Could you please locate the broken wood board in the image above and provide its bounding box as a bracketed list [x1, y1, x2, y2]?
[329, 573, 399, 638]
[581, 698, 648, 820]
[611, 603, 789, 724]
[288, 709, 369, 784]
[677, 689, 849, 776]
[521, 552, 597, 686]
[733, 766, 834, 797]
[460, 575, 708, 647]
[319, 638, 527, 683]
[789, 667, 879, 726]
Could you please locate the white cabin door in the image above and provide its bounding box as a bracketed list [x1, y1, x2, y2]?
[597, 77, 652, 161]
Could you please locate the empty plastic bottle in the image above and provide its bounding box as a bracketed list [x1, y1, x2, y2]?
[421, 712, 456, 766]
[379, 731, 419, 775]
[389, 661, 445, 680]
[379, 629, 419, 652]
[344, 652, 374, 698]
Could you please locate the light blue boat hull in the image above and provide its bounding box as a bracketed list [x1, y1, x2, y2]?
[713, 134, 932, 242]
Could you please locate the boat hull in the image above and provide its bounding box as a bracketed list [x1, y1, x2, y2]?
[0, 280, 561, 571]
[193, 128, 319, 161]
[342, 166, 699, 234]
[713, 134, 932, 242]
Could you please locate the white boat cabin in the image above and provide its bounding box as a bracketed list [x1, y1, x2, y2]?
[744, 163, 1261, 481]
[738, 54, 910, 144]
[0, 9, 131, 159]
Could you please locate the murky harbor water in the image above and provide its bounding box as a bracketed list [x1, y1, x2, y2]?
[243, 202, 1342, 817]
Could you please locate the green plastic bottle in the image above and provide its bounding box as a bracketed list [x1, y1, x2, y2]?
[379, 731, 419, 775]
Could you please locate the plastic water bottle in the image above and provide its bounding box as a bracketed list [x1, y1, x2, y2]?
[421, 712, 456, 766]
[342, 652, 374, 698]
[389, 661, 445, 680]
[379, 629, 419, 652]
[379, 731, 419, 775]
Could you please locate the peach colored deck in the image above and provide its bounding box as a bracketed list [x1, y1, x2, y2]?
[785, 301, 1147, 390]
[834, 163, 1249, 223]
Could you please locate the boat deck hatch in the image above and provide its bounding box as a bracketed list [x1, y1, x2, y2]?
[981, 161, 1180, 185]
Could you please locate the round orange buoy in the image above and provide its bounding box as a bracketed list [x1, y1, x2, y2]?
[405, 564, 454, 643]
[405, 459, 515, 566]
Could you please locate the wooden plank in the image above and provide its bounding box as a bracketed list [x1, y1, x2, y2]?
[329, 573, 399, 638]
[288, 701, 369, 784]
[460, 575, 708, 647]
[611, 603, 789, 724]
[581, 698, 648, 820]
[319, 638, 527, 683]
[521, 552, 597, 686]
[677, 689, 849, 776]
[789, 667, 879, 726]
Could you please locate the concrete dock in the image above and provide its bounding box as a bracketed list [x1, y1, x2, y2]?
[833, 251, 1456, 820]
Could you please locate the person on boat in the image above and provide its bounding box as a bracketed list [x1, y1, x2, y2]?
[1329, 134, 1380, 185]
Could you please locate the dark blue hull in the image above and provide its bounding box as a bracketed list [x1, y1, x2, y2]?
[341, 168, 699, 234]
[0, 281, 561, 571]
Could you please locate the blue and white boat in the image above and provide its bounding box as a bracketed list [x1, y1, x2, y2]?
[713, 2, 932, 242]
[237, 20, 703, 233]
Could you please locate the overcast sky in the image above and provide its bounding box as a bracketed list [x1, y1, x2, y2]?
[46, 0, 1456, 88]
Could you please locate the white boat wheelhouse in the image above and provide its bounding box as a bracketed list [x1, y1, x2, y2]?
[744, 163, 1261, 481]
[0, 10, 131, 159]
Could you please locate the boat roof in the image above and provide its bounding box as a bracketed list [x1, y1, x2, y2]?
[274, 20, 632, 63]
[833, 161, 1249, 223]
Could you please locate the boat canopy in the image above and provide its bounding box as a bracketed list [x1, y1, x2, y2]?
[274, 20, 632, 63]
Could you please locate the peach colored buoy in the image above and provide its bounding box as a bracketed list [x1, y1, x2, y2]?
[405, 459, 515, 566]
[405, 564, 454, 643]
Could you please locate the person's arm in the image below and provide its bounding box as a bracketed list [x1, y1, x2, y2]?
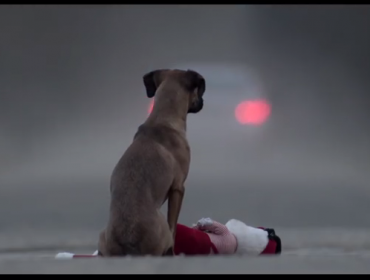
[195, 218, 237, 254]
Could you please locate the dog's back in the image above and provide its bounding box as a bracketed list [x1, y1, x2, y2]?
[107, 123, 187, 255]
[99, 70, 205, 256]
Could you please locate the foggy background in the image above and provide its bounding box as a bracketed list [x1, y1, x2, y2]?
[0, 5, 370, 250]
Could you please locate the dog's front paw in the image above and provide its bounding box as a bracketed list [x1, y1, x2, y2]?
[197, 218, 213, 227]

__WHAT THIS TASK INVOLVES__
In all of the material above, swap "bounding box" for "enclosing rectangle" and reproduce every line with nothing else changed. Leave out the pictures.

__COMPLETED EXERCISE__
Could you please locate the broken wood board in the image above and provide its enclosing rectangle as a bracketed list [x1, y1, x2, y2]?
[329, 573, 399, 638]
[581, 698, 648, 820]
[611, 603, 789, 724]
[288, 709, 369, 784]
[677, 689, 849, 776]
[521, 552, 597, 686]
[733, 766, 834, 797]
[460, 575, 708, 647]
[319, 638, 527, 683]
[789, 667, 879, 726]
Could you please locate the white cabin door in the image above and provide its enclosing rectangle as a bracketed list [x1, y1, x2, y2]?
[597, 77, 652, 161]
Could you please locate the empty plastic bottle in the image above and provide its enclosing rectangle as a bracketed list [x1, y1, x2, y2]?
[421, 712, 456, 766]
[379, 731, 419, 775]
[389, 661, 445, 680]
[379, 629, 419, 652]
[344, 652, 374, 698]
Could you please locate the light blue boat hull in the image above and provide its enclosing rectangle as a bracketed list [x1, y1, x2, y2]?
[713, 134, 932, 242]
Could you please locate the boat hull in the image above and provide its enclosing rectangle as a bracketed list [x1, y1, x2, y2]?
[0, 280, 561, 571]
[193, 128, 319, 161]
[342, 166, 699, 234]
[713, 134, 932, 242]
Could you please locate the white boat cabin in the image above and provide its enclosing rectangle as a bracketed list [x1, y1, x2, y2]?
[744, 163, 1261, 481]
[738, 54, 910, 144]
[0, 9, 131, 159]
Could you please locate the murky harbor water in the image above and provide its enclosing rectangle as a bracketed list [x1, y1, x2, y2]?
[243, 202, 1342, 817]
Could you please locate the green plastic bottle in the image above and provide its enclosing rectangle as a bracketed list [x1, y1, x2, y2]?
[379, 731, 419, 775]
Could you please locate the plastic water bottle in the image above and provide its enclosing rectangle as a bracketed list [x1, y1, x2, y2]?
[421, 712, 456, 766]
[342, 652, 374, 698]
[389, 661, 445, 680]
[379, 629, 419, 652]
[379, 731, 419, 775]
Could you please locate the peach colored deck in the image above and provide its enclosing rectangle as a bracketed list [x1, y1, x2, y2]?
[785, 301, 1147, 390]
[834, 163, 1249, 223]
Could you please locate the boat deck hatch in the image above and provide its enclosing rectangle as a bracketed list [x1, y1, x2, y2]?
[981, 161, 1180, 185]
Could you please locate the round orange buoy in the image above and provide its enclosing rectangle as a bracketed list [x1, y1, x2, y2]?
[405, 564, 454, 643]
[405, 459, 515, 566]
Could you please locate the wooden plank in the image above and provide its enclosing rectangle as a bracketed list [x1, y1, x2, y2]?
[329, 573, 399, 638]
[288, 701, 369, 784]
[460, 575, 708, 647]
[611, 603, 789, 724]
[581, 698, 648, 820]
[319, 638, 527, 683]
[521, 552, 597, 686]
[677, 689, 849, 776]
[789, 667, 879, 726]
Could you please locate the concrete dock in the image above and provide its enclosing rectangle as a bracketed list [x1, y1, x2, y2]?
[833, 251, 1456, 820]
Could you please locate the person on boat in the image above and provide its enclosing rectangle as a bracketed list [x1, y1, x2, y2]?
[1329, 134, 1380, 185]
Could you please locate the dark blue hull in the image above and provide its enclosing rectangle as a bracketed list [x1, y1, x2, y2]?
[341, 168, 699, 234]
[0, 281, 561, 571]
Could you please locate the blue and white boat in the image above and provide its enclosing rectangle as a bracketed list [x1, y1, x2, y2]?
[713, 2, 932, 242]
[237, 20, 703, 233]
Could you please locate the overcast sky in the image above and provide its enclosing rectangle as a bracketed list [x1, y1, x2, y2]?
[46, 0, 1456, 88]
Could you please locate the white boat wheelhouse in the image above and provide its enclosing rectangle as a bracketed list [x1, y1, x2, y2]?
[744, 163, 1261, 481]
[0, 10, 131, 159]
Could you please locate the boat roof in the image above and provide its enclosing rectangle as a bracketed list [x1, y1, x2, y2]?
[274, 20, 632, 63]
[833, 161, 1249, 223]
Could you please locate the boat canopy in the image above and provide its enclosing rectangle as a bracketed list [x1, y1, x2, y2]?
[274, 20, 632, 63]
Could you please locate the peach colored buoy in the image above and provide its enclosing rectangle as a bracketed list [x1, y1, x2, y2]?
[405, 459, 515, 566]
[405, 564, 454, 643]
Could you please locate the person's arm in the image below and provide its enclosing rectangle as a bracketed list [x1, y1, x2, y2]?
[195, 218, 237, 254]
Could you please locate the dog's back in the image above and provide its enclosing rectangle as a bracketed list [x1, y1, x2, y2]?
[107, 123, 187, 255]
[99, 70, 205, 256]
Could you please locate the foggy background in the image above and provide its enclosing rectangle as a bracketed list [x1, y1, x2, y2]?
[0, 5, 370, 250]
Could you please locate the dog's front paw in the image above and provide its enclosing rectangle as a bracketed list [x1, y1, x2, y2]?
[197, 218, 213, 227]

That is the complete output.